Ou seja, o spread do C-bond é uma medida por excelência de como a economia de um país em desenvolvimento é avaliada pelo mercado financeiro internacional. o Índice da Bolsa de Valores de São Paulo é o mais importante indicador do desempenho das cotações do mercado de ações brasileiro. O Ibovespa é um termômetro do comportamento dos principais papéis negociados na Bolsa de São Paulo. Ele também indica a confiança de investidores na capacidade produtiva das empresas que negociam suas ações na Bolsa.

11. O enfoque deste artigo é no impacto de indicadores econômicos. As variáveis políticas, embora importantes, são vistas aqui como controles acrescentados ao modelo principalmente para evitar vieses causados por erros de especificação.

Sem dúvida, estudos futuros devem enfocar aspectos políticos de forma mais detalhada.

12. Todas as séries utilizadas são estacionárias, com resultados de testes Dikey Fuller acima de -3,0 em um intervalo de confiança de 1%.

13. As séries temporais para cotação do dólar no câmbio comercial para venda, Índice da Bolsa de Valores de São Paulo e spread do C-bond são diárias. As séries para inflação, desemprego e renda média são mensais.

14. Intenções de voto em distintos candidatos medidas como porcentagens agregadas são um bom exemplo de variáveis composicionais. Os erros de estimação dessas variáveis estão correlacionados. Analisá-las separadamente, utilizando regressão de mínimos quadrados, levaria a vieses nos coeficientes, por isso utilizamos Seemingly Unrelated Regression SUR. Também usamos testes de Granger bivariado, que, por apenas realizarem testes de significância estatística, não sofrem problema de correlação dos erros-padrão e permitem que cada série temporal seja analisada separadamente.

———

Lista de tarefas ->
A - Com base no trecho sobre indicadores econômicos, responda:
(i) Quais séries temporais são diárias?
(ii) Quais séries são mensais?
(iii) Que método foi usado para evitar vieses na análise das intenções de voto?
B - Por favor, prossiga o trecho sobre indicadores econômicos a partir do ponto em que ele termina.
As linhas que vêm depois foram tiradas de uma fonte diferente.

Linhas selecionadas ->
———

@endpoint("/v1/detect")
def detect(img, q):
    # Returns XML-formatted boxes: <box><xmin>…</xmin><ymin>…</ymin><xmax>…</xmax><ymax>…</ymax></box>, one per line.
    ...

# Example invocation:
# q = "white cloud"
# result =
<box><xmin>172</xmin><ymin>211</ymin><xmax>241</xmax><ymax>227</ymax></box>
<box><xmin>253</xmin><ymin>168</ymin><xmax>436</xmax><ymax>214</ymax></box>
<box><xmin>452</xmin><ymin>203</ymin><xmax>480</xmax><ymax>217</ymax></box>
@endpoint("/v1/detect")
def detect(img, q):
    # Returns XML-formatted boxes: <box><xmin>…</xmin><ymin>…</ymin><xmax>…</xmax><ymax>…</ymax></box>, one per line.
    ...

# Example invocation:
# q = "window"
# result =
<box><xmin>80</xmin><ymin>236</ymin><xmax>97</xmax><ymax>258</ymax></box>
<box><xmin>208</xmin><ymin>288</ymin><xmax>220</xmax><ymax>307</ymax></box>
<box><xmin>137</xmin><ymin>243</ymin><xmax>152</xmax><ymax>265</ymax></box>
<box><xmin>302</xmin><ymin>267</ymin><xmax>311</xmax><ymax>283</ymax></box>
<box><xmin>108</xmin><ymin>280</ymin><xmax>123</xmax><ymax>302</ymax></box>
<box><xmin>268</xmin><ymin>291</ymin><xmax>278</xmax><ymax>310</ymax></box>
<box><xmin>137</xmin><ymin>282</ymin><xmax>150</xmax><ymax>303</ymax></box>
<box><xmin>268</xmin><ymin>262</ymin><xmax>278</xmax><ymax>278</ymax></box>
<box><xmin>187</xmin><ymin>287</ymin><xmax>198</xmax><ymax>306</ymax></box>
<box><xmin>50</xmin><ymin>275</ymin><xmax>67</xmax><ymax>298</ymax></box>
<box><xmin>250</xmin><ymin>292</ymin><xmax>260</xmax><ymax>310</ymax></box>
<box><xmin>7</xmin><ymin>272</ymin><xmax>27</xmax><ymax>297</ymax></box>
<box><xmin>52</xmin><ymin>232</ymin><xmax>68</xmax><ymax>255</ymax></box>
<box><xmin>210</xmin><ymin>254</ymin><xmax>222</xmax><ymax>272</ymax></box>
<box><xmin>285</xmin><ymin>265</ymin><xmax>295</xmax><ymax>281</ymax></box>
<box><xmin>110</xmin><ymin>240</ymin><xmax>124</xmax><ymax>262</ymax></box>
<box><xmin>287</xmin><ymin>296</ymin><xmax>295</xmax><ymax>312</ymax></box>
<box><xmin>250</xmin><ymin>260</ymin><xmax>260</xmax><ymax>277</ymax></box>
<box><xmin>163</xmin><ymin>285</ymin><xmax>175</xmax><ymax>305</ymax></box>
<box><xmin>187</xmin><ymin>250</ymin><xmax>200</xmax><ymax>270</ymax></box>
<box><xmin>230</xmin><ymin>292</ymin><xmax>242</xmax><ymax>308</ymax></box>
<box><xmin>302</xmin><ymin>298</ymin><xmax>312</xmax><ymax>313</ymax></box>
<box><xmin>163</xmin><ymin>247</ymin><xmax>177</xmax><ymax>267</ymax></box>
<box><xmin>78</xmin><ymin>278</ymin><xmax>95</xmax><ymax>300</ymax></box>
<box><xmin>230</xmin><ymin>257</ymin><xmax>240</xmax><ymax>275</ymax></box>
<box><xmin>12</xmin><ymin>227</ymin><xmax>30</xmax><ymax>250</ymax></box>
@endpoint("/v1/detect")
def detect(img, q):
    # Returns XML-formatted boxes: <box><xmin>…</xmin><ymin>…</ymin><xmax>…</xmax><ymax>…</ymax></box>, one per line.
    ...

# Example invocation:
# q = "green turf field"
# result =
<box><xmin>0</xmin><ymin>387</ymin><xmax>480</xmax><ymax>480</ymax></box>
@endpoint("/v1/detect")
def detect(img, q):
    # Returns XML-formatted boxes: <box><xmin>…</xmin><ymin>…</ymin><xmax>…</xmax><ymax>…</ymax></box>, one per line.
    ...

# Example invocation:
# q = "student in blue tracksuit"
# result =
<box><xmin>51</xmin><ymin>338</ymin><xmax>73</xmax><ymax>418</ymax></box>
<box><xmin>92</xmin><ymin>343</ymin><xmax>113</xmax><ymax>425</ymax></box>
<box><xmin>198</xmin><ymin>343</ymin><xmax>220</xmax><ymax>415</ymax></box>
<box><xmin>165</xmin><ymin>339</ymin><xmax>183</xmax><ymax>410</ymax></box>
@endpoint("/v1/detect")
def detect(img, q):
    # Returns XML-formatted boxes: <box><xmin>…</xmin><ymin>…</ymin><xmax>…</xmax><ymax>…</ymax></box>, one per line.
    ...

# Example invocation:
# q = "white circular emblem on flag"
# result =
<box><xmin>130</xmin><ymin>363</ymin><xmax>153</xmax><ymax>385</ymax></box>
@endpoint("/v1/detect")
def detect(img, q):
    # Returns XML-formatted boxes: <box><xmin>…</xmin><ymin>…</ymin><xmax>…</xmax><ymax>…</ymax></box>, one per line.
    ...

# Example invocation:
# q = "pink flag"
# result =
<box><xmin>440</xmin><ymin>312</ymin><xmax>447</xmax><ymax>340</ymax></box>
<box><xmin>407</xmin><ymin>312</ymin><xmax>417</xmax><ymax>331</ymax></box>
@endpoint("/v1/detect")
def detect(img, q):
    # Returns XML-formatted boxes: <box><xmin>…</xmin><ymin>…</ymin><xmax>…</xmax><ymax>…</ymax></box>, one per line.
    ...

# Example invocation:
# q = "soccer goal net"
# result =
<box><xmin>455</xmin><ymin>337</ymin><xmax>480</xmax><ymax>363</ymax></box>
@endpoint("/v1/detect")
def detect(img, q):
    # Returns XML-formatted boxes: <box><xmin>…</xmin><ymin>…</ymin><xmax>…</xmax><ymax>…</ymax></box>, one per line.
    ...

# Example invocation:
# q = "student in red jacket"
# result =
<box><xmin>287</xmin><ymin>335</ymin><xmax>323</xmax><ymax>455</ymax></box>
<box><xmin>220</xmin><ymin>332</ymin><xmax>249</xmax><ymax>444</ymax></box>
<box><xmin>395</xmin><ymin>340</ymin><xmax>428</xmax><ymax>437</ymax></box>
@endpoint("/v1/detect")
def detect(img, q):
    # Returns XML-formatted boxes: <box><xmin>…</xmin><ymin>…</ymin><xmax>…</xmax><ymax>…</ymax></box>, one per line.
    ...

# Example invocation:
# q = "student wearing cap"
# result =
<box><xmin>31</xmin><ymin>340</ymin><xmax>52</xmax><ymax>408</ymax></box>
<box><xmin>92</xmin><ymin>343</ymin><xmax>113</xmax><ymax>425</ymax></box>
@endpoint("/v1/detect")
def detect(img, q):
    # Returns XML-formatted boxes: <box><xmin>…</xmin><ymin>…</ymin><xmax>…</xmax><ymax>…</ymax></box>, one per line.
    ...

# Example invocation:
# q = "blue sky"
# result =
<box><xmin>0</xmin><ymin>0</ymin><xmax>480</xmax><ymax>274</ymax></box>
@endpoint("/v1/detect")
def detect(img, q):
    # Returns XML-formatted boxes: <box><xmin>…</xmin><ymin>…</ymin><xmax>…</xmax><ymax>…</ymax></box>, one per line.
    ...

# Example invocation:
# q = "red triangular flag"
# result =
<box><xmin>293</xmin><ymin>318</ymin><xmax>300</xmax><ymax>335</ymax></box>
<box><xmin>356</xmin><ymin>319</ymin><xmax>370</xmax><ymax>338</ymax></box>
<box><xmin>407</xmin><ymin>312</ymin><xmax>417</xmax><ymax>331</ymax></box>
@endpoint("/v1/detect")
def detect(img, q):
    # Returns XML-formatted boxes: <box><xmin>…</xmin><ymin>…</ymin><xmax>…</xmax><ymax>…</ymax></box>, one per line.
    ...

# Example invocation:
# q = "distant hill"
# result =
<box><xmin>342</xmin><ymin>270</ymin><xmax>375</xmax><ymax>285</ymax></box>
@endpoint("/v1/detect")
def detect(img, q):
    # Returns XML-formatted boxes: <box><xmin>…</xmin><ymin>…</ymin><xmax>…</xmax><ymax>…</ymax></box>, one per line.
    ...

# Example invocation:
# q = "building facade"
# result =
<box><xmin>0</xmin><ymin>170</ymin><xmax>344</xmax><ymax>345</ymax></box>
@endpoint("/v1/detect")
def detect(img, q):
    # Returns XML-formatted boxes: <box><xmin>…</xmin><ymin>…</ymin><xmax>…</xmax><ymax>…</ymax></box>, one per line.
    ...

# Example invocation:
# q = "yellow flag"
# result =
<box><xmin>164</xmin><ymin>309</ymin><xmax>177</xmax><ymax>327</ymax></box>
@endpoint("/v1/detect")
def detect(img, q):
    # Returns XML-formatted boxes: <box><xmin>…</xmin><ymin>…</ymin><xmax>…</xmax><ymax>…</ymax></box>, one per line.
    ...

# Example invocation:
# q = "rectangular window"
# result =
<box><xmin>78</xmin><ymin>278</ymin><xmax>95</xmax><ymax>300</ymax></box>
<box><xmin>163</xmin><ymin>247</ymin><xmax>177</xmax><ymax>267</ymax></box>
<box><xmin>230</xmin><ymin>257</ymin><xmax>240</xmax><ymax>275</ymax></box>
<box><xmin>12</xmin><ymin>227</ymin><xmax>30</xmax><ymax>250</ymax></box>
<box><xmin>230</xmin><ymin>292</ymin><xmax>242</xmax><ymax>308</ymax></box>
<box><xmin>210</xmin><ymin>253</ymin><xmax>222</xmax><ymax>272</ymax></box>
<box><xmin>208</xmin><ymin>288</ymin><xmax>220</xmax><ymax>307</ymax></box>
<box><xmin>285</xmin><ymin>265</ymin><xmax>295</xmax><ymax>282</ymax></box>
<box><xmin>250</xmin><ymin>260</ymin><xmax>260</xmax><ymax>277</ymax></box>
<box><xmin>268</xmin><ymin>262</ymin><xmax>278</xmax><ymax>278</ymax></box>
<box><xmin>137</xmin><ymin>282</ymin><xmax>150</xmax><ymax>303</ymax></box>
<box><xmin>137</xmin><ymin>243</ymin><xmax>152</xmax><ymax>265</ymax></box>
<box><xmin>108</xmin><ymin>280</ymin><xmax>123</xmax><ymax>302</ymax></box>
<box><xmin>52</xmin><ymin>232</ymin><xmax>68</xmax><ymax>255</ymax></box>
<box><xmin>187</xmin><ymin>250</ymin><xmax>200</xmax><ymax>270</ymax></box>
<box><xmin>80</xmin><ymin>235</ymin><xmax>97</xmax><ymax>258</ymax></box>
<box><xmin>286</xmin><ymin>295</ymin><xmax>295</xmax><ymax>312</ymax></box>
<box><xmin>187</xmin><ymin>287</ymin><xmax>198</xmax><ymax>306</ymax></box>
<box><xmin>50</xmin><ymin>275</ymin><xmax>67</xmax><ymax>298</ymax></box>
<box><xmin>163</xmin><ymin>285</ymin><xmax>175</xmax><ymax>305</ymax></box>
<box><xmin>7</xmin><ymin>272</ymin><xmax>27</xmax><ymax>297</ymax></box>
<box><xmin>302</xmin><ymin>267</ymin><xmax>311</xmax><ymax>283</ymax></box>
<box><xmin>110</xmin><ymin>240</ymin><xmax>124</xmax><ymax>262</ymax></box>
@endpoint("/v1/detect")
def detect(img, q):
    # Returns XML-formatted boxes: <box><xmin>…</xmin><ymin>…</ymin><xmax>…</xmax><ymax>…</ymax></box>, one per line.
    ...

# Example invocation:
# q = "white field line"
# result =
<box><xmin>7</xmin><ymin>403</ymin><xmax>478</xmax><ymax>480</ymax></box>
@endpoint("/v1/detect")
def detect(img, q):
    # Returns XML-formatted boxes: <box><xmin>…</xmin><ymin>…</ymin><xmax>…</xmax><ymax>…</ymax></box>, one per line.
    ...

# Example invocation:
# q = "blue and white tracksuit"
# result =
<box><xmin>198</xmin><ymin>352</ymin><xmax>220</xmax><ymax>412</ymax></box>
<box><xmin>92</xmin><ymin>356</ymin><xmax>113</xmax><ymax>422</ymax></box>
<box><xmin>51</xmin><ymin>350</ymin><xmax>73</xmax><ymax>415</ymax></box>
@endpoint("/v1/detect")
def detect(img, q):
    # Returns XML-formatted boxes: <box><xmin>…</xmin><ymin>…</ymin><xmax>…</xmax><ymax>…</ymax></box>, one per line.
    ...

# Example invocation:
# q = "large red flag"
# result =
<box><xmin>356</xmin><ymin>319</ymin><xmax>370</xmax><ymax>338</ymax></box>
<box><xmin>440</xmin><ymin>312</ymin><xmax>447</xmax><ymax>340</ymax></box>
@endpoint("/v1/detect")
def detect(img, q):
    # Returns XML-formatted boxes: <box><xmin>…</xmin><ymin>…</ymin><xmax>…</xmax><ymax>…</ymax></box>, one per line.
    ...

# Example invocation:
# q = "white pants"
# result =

———

Respostas ->
A -
(i) A cotação do dólar no câmbio comercial para venda, o Índice da Bolsa de Valores de São Paulo e o spread do C-bond.
(ii) Inflação, desemprego e renda média.
(iii) Seemingly Unrelated Regression (SUR).

B -
15. Os testes de Granger bivariados apresentados anteriormente satisfazem dois critérios necessários para a identificação de relações causais: 1) antecedência temporal, obtida através do uso de variáveis defasadas; e 2) covariação, estimada por testes de significância estatística. Contudo, para estabelecer causalidade a necessidade de satisfazer um terceiro critério: ausência de explicações espúrias. um teste multivariado evita espuriedade, pois testa o impacto de uma variável independente na dependente, controlando por outras variáveis. Além disso os testes de Granger realizam apenas um teste de associação, sem identificar a direção da relação (se positiva ou negativa) e sem estipular a magnitude dos efeitos (tamanho dos coeficientes). Nesse sentido, testes multivariados são mais robustos, informativos e confiáveis do que os bivariados.

16. A primeira vista, as séries temporais de intenção de voto em Lula, Serra e Fernando Henrique parecem ser independentes uma da outra. Isso não é totalmente verdadeiro. Em uma análise de regressão multivariada, os erros-padrão de uma escolha eleitoral estão correlacionados com os erros de outra escolha.

Portanto, intenções de voto nos diversos candidatos não podem ser analisadas em um modelo multivariado independentemente umas das outras. Devem sim ser analisadas em uma série de equações lineares conjuntas. Por esse motivo, apenas o SUR permite a estimação de coeficientes e erros-padrão sem vieses e eficientes. A análise Granger Bivariada não é afetada por esses problemas, pois não estima coeficientes, apenas realiza um teste F de significância estatística para verificar se a hipótese nula, uma variável não causa a outra, é rejeitada.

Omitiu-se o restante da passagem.